Intervention of Professor Laura Palazzini
“Converging technologies” arise from the combination of biotechnology (technologies applied to living systems, such as mRNA), information technology (technologies that process and correlate data with AI), cognitive science (neuroscience and neurotechnology) and nanoscience (the nanoscale technologies). The innovation brought by converging technologies is not the sum of the results of the four dimensions of science, but the result of their systemic interaction. The common goal is to contribute to the betterment of man and society.
There are “breakthrough” innovations taking place, which can on the one hand open up extraordinary opportunities for treating diseases that were unimaginable just a few years ago or improving social interactions, but on the other hand can lead (and in part are already leading) to a radical modification of man, society, and humanity in an 'empowering' sense. Think, for example, of the brain-computer interface that can enable paralyzed patients to communicate or activate a command, but also just artificially enhance mental abilities in healthy individuals.
Speed, complexity, the breadth of applications (in medicine and beyond medicine), and the blurring of traditionally distinct realms (e.g., therapy and empowerment; natural and artificial; physical and virtual) are the constitutive features of technologies that are opening a new chapter for ethical reflection as well. Some speak of "utopian dreams," others of "apocalyptic nightmares."
The theoretical debate, in its beginnings, outlined the divide between optimistic technophiles who exalt emerging technologies and pessimistic technophobes who demonize technologies. But this is not a matter of choosing between these two extremes, but of reflecting, on a case-by-case basis, on each technology and application, in order to highlight to what extent progress can be allowed and regulated from a human-centric perspective (against technocracy and technocentrism), which puts at the center human dignity and the common good of society understood in a global sense.

THE DATA ▸

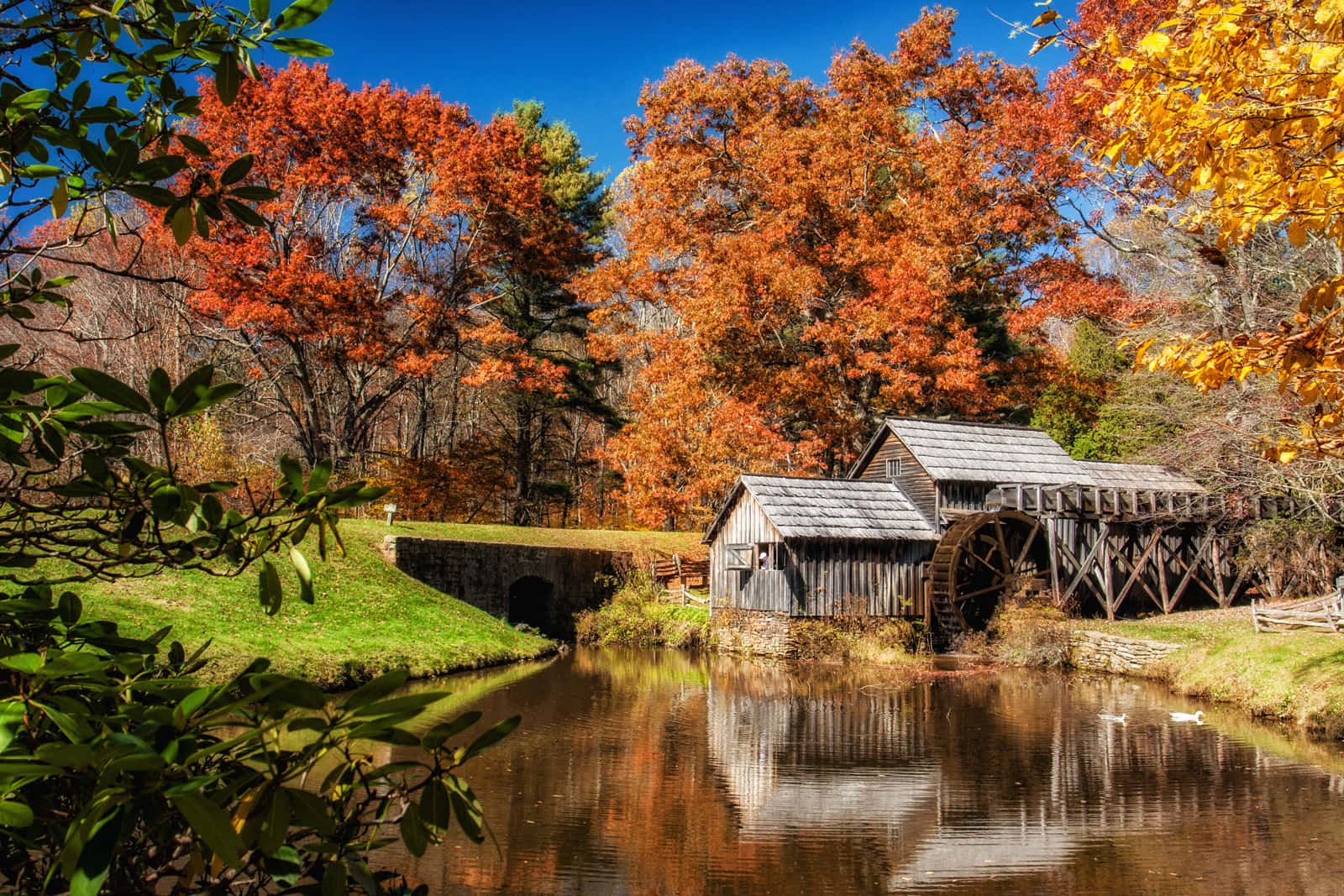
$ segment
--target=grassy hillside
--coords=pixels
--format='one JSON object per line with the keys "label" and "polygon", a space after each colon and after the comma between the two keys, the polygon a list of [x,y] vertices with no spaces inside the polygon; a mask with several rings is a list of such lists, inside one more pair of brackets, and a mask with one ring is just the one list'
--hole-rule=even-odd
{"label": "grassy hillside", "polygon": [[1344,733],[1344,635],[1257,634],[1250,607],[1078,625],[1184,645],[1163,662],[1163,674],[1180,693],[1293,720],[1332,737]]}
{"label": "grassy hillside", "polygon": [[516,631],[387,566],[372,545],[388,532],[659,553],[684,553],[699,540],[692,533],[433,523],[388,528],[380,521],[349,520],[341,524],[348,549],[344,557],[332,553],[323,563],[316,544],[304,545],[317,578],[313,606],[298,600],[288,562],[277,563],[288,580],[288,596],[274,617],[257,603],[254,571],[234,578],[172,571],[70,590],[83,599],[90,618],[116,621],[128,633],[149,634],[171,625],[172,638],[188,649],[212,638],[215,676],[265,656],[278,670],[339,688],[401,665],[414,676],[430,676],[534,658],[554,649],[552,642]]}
---
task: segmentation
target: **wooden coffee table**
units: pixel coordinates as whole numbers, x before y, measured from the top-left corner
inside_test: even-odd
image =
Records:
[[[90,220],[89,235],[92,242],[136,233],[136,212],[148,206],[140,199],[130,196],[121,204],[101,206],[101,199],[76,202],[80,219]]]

TASKS TO COMPLETE ▸
• 1. Which four fields combine to form converging technologies, according to the text on converging technologies?
• 2. Reproduce the text on converging technologies word for word, starting at "The theoretical debate, in" and ending at "a global sense.".

OUTPUTS BY TASK ▸
• 1. Biotechnology, information technology, cognitive science and nanoscience.

• 2.
The theoretical debate, in its beginnings, outlined the divide between optimistic technophiles who exalt emerging technologies and pessimistic technophobes who demonize technologies. But this is not a matter of choosing between these two extremes, but of reflecting, on a case-by-case basis, on each technology and application, in order to highlight to what extent progress can be allowed and regulated from a human-centric perspective (against technocracy and technocentrism), which puts at the center human dignity and the common good of society understood in a global sense.